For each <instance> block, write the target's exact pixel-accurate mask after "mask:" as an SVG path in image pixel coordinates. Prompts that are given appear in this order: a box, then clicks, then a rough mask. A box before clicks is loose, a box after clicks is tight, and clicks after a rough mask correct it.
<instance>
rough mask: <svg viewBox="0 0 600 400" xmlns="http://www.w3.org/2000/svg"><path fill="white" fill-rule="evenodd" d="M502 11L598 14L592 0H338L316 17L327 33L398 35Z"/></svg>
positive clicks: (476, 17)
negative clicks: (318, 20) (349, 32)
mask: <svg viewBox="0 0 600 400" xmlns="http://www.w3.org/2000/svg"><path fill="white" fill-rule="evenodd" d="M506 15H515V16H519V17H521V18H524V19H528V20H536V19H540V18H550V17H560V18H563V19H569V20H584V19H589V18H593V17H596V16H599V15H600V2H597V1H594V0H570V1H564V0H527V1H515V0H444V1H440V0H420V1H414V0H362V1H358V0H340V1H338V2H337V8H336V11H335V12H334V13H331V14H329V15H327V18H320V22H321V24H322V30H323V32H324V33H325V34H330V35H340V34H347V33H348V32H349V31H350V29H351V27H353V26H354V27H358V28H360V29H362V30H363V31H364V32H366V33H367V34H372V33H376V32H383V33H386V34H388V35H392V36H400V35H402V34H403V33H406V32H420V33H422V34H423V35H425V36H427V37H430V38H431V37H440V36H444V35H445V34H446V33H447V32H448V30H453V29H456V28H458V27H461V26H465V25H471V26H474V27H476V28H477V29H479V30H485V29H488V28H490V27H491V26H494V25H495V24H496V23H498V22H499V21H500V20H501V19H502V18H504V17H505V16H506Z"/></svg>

AIM OF THE TASK: Format every line of the records above as a Markdown table with two columns, Row for the line's number and Line for its text. Omit blank lines.

SOLVED PROBLEM:
| Row | Line |
|---|---|
| 1 | For each <instance> block, write the target's exact pixel-accurate mask after "mask:" as an SVG path in image pixel coordinates. Prompts that are given appear in this order: a box, then clicks, then a rough mask. A box before clicks is loose, a box after clicks is tight, and clicks after a rough mask correct it. |
| 2 | <instance> |
| 3 | rough mask: <svg viewBox="0 0 600 400" xmlns="http://www.w3.org/2000/svg"><path fill="white" fill-rule="evenodd" d="M502 11L598 14L592 0H338L316 17L327 33L398 35Z"/></svg> |
| 4 | positive clicks: (476, 17) |
| 5 | negative clicks: (318, 20) (349, 32) |
| 6 | mask: <svg viewBox="0 0 600 400" xmlns="http://www.w3.org/2000/svg"><path fill="white" fill-rule="evenodd" d="M506 15H515V16H519V17H521V18H524V19H528V20H536V19H540V18H550V17H560V18H563V19H569V20H584V19H589V18H593V17H596V16H599V15H600V2H597V1H594V0H570V1H564V0H527V1H515V0H444V1H440V0H420V1H414V0H362V1H358V0H340V1H338V2H337V8H336V11H335V12H334V13H331V14H329V15H327V18H320V22H321V24H322V30H323V32H324V33H325V34H330V35H340V34H347V33H348V32H349V31H350V29H351V27H353V26H354V27H358V28H360V29H362V30H363V31H364V32H366V33H367V34H372V33H376V32H383V33H386V34H388V35H392V36H400V35H402V34H403V33H406V32H420V33H422V34H423V35H425V36H427V37H430V38H431V37H440V36H444V35H445V34H446V33H447V32H448V30H453V29H456V28H458V27H461V26H465V25H471V26H474V27H476V28H477V29H479V30H485V29H488V28H490V27H491V26H494V25H495V24H496V23H498V22H499V21H500V20H501V19H502V18H504V17H505V16H506Z"/></svg> |